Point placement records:

-=-=-

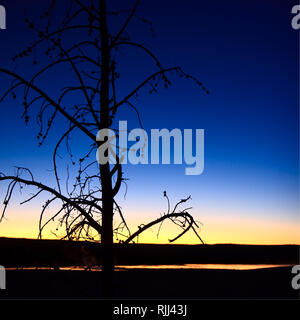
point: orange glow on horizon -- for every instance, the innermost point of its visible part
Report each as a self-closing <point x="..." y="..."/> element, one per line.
<point x="215" y="230"/>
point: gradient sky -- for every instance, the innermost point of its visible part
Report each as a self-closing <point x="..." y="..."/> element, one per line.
<point x="247" y="55"/>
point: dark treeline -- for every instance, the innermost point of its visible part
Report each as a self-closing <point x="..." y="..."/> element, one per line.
<point x="53" y="253"/>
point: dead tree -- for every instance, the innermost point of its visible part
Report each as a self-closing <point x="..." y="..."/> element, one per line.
<point x="87" y="204"/>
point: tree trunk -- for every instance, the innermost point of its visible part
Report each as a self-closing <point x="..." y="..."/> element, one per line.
<point x="106" y="183"/>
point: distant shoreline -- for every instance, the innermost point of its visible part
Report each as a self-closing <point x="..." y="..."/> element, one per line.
<point x="28" y="252"/>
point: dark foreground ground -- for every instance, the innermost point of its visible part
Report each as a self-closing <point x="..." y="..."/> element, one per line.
<point x="274" y="283"/>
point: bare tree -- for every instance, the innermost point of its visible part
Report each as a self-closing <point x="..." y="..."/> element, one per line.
<point x="87" y="204"/>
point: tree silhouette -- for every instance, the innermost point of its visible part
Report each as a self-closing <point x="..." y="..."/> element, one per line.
<point x="87" y="204"/>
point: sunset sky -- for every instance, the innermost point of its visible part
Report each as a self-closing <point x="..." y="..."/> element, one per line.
<point x="247" y="55"/>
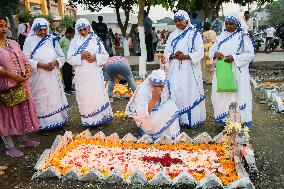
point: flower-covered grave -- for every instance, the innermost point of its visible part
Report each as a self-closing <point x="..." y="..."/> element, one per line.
<point x="199" y="162"/>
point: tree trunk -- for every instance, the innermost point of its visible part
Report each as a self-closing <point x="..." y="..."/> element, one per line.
<point x="142" y="58"/>
<point x="206" y="11"/>
<point x="122" y="27"/>
<point x="12" y="26"/>
<point x="48" y="6"/>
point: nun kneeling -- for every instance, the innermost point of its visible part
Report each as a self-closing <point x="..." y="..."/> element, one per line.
<point x="152" y="107"/>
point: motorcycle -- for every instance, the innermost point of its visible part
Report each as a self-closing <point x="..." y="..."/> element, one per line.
<point x="276" y="41"/>
<point x="257" y="40"/>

-=-=-

### The request
Scale the listing between the line holding "point: sunset sky" and the last line of the listing, inclusive: repeat every line, requests included, with each point coordinate multiplied by 1.25 and rounded to a whole number, halves rounded up. Leave the pictures out.

### Solved exercise
point: sunset sky -- for every instance, the innermost point of its visible part
Report each as a self-closing <point x="..." y="..."/> element, one per line.
<point x="309" y="69"/>
point: flower-covered grave -- for every instance, the innermost point of its visible part
Report each as a self-closing <point x="..." y="..."/> element, one per line.
<point x="249" y="203"/>
point: tree trunk -- for every instance, the innermost point of its visible part
Report each as a self-closing <point x="..." y="..."/> element, one per line.
<point x="178" y="73"/>
<point x="258" y="14"/>
<point x="153" y="34"/>
<point x="15" y="33"/>
<point x="60" y="8"/>
point: nun kneeling -- for every instance, the innermost point of its visible part
Report each as a self-closing <point x="..." y="..."/> element, one per line.
<point x="190" y="134"/>
point: motorcycle -- for every instance, the innermost point of its visible part
Report each as a self-closing <point x="..." y="..."/> element, one per line.
<point x="345" y="51"/>
<point x="321" y="50"/>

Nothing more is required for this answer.